Task to complete: Reproduce the lines below without any change, beginning with the first line and ending with the line that contains "positive clicks: (908, 1089)".

Material for the task:
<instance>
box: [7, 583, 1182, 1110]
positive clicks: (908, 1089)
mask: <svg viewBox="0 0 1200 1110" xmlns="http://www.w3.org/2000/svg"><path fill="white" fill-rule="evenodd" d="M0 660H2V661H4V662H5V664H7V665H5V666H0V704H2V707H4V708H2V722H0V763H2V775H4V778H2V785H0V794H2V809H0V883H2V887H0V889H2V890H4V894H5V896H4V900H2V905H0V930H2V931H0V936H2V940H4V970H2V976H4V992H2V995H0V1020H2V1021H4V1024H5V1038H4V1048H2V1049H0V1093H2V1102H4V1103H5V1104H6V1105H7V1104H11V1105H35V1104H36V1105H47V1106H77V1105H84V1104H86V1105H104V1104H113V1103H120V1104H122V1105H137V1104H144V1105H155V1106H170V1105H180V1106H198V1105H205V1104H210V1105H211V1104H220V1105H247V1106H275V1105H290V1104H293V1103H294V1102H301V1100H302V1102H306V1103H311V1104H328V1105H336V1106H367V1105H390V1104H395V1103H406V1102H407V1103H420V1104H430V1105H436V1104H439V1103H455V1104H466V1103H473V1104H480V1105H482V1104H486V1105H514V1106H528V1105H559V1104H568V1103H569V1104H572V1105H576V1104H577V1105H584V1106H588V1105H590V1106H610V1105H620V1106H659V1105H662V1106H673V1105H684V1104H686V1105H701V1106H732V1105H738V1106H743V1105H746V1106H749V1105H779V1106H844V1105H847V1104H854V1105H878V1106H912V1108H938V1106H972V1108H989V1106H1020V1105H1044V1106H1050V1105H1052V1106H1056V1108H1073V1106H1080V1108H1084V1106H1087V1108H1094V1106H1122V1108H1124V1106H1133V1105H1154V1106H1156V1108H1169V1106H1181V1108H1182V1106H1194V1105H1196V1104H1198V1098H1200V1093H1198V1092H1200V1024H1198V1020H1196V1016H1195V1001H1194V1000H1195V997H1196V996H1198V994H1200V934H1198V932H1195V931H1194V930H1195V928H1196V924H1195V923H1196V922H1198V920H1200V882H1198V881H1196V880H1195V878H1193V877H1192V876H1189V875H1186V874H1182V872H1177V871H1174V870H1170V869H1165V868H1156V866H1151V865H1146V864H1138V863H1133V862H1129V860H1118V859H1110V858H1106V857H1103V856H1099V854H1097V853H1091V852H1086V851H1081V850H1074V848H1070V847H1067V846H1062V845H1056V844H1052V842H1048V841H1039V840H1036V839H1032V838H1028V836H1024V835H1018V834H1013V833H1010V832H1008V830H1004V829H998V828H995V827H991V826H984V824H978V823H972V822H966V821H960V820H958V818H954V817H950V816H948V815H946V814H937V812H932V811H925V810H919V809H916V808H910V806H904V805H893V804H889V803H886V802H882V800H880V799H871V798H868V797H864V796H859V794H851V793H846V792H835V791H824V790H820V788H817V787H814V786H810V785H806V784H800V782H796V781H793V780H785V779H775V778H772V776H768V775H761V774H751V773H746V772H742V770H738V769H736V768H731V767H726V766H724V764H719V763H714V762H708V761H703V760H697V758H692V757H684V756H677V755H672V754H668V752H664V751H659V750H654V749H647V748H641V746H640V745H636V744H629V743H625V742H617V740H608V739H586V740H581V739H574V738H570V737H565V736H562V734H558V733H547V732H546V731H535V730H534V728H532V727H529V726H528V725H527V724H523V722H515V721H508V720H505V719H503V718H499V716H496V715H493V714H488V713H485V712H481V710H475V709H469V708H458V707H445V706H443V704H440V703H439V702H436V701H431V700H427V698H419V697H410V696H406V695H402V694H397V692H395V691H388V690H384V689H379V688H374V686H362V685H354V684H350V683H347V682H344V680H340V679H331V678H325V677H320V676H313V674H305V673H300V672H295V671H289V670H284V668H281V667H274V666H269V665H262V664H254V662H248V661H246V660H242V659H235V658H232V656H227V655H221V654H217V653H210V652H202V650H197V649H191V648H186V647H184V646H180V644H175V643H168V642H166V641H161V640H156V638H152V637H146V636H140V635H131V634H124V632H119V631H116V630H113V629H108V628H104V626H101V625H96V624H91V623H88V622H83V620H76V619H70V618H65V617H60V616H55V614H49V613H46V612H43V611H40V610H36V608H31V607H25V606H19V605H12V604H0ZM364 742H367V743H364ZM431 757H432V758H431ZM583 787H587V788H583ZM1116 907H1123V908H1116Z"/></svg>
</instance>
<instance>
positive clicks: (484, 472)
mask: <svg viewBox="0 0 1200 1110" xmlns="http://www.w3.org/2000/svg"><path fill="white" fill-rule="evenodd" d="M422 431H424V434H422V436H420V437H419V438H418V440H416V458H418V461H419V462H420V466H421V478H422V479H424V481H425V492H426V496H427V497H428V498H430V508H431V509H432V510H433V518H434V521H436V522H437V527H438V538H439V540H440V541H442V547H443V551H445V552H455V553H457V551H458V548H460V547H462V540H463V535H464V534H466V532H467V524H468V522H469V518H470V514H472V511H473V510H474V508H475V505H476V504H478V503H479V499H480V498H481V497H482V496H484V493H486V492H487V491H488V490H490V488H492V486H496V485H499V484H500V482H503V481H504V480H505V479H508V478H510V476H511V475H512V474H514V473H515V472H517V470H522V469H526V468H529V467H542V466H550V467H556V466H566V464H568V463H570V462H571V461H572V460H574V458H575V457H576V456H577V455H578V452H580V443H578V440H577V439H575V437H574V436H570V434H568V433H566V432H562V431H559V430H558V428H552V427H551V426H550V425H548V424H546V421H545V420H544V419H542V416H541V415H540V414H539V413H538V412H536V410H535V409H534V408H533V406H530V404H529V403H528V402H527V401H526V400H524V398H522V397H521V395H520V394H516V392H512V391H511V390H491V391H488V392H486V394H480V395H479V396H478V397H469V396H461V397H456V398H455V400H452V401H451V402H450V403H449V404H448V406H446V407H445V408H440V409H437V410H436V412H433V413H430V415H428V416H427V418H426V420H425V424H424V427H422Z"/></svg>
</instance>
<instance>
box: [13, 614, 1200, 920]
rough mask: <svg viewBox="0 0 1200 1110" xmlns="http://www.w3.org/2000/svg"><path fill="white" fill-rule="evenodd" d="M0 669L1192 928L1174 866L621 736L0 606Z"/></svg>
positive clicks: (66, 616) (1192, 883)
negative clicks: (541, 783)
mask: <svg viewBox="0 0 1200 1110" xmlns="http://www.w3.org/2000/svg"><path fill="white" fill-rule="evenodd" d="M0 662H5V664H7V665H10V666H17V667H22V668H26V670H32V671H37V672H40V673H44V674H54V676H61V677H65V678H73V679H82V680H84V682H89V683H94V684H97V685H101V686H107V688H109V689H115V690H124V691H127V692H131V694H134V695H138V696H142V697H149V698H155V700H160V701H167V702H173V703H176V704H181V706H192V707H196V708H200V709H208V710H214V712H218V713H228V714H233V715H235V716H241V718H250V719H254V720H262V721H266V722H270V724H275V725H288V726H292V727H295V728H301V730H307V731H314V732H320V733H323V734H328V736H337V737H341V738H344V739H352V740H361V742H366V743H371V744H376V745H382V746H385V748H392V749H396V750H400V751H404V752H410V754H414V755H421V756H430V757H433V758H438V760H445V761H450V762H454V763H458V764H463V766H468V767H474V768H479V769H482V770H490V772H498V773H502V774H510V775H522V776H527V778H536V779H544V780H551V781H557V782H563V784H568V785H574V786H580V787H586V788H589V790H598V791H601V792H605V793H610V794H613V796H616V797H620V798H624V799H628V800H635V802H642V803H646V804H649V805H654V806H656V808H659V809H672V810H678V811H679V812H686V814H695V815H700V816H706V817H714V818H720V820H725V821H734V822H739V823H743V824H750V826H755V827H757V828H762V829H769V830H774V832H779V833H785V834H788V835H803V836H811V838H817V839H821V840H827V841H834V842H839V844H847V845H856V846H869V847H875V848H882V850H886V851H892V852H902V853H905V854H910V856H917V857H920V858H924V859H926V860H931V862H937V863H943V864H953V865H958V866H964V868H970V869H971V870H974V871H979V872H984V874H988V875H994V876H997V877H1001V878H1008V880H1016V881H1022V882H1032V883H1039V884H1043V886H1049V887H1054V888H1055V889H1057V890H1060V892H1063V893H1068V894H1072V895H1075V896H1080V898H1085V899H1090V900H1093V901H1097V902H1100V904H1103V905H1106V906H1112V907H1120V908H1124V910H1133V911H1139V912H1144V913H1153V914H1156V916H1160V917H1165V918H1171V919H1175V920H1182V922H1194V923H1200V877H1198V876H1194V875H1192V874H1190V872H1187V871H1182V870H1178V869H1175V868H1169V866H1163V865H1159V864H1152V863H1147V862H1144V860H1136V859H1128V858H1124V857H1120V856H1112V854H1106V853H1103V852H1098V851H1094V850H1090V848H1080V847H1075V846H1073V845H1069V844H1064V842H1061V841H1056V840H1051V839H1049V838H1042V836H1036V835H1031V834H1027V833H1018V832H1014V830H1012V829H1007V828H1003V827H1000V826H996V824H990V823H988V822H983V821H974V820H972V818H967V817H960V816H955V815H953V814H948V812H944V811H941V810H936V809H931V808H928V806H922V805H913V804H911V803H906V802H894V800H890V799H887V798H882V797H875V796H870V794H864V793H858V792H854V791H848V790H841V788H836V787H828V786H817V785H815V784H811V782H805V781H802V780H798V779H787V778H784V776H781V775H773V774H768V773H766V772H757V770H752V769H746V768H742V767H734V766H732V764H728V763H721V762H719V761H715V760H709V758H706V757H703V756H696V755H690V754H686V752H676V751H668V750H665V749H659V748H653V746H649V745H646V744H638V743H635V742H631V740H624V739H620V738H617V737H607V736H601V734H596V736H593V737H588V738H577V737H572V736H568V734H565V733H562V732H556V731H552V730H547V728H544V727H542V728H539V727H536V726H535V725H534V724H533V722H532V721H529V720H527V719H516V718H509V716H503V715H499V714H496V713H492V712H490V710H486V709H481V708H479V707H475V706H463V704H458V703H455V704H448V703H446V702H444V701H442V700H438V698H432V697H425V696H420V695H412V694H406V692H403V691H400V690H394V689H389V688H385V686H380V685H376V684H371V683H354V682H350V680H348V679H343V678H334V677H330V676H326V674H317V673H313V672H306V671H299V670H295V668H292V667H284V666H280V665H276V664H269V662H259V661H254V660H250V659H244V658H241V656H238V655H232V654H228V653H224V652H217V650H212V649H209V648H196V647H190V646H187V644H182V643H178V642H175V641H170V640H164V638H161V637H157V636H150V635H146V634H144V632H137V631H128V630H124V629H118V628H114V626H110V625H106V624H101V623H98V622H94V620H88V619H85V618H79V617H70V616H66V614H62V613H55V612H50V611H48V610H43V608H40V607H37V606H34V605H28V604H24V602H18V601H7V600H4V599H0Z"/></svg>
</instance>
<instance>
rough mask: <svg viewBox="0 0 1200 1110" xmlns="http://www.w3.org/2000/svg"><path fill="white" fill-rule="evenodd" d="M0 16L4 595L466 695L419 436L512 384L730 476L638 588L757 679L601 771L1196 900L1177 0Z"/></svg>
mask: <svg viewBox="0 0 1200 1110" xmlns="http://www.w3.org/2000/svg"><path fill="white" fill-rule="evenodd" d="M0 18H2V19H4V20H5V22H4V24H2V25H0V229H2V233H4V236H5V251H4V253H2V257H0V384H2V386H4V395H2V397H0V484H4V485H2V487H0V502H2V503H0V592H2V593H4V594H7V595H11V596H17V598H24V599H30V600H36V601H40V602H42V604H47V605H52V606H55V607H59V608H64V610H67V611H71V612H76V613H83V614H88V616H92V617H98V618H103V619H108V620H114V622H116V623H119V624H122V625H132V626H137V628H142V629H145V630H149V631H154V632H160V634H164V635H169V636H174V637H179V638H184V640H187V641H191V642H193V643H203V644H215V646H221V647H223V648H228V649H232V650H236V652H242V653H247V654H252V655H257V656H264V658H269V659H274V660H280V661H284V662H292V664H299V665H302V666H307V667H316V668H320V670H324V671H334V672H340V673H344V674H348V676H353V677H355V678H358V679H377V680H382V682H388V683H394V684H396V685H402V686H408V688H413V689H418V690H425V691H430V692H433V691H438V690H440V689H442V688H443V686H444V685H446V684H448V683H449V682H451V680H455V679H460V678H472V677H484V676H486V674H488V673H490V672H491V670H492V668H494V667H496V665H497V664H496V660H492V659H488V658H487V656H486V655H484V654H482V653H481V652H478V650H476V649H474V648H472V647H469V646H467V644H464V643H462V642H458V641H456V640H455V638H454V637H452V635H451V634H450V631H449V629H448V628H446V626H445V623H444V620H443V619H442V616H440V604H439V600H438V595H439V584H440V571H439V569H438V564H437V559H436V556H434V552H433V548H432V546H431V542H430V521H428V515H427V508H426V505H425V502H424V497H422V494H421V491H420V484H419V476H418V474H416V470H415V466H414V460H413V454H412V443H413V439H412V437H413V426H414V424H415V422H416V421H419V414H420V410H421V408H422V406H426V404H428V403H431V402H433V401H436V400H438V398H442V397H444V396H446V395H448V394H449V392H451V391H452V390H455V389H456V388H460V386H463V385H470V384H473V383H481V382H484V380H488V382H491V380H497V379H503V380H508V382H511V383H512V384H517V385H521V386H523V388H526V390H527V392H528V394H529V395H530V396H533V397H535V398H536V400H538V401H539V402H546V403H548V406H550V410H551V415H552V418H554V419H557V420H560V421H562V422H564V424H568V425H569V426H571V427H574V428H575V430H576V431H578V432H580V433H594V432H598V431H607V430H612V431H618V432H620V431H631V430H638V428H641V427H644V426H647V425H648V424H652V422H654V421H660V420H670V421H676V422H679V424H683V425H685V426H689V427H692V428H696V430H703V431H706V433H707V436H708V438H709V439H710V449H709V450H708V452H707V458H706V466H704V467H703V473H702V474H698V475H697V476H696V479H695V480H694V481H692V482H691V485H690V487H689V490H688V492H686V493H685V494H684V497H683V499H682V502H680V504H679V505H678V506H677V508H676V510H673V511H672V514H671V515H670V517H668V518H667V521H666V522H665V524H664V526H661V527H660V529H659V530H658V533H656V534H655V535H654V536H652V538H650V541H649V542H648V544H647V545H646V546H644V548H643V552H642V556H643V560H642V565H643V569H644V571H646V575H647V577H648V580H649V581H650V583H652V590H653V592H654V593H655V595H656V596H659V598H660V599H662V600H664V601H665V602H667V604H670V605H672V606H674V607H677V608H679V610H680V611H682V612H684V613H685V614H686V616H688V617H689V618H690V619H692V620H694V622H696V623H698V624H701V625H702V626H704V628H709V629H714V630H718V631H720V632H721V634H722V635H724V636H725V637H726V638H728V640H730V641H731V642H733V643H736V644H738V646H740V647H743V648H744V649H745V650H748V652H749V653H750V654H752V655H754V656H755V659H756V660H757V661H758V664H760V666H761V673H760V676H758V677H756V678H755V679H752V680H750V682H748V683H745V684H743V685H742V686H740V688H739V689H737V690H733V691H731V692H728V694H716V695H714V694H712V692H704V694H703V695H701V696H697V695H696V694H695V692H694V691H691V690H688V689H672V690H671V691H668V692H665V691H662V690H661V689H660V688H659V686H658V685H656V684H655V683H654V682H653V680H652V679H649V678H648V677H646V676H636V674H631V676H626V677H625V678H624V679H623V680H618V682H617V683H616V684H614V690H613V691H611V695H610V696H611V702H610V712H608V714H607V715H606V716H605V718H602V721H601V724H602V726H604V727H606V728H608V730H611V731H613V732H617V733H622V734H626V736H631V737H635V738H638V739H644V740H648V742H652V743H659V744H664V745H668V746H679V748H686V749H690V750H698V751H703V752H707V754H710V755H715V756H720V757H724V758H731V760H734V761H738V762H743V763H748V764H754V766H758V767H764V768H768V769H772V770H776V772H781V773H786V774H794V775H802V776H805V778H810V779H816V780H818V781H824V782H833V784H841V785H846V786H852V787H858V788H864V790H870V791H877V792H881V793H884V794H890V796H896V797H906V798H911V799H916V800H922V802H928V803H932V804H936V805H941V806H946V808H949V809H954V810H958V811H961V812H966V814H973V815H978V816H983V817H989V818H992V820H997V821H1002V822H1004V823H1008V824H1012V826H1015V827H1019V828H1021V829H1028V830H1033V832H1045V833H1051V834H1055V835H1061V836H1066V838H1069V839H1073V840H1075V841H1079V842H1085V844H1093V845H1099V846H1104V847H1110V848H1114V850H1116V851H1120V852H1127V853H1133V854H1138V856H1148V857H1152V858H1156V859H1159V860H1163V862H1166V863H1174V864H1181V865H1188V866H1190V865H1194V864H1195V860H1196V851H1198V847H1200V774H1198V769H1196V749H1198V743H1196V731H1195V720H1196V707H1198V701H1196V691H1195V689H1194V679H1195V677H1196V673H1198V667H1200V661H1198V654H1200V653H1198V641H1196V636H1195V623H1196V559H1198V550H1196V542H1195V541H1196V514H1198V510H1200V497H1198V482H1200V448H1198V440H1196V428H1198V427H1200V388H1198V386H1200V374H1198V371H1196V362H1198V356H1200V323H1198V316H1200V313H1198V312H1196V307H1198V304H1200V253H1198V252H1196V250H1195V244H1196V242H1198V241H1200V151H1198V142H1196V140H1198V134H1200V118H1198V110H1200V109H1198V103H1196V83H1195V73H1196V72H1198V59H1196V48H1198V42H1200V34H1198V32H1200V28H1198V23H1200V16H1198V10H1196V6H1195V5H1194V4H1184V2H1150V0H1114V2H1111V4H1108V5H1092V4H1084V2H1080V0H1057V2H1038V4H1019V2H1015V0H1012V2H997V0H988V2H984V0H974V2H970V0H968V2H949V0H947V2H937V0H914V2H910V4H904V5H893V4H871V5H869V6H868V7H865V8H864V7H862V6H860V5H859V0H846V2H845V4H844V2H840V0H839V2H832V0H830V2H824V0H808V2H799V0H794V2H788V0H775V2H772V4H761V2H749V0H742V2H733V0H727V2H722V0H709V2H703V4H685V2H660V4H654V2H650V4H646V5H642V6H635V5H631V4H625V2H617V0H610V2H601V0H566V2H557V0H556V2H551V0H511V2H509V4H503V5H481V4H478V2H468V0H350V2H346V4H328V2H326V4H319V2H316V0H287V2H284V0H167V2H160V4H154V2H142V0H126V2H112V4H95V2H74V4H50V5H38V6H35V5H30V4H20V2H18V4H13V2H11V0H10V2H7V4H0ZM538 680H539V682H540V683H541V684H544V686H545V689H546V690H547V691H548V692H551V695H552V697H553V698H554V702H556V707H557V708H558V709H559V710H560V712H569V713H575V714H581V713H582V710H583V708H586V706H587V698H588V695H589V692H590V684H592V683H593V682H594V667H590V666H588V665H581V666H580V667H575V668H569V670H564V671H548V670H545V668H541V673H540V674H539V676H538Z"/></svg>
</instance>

Answer box:
<instance>
box: [7, 583, 1182, 1110]
positive clicks: (908, 1089)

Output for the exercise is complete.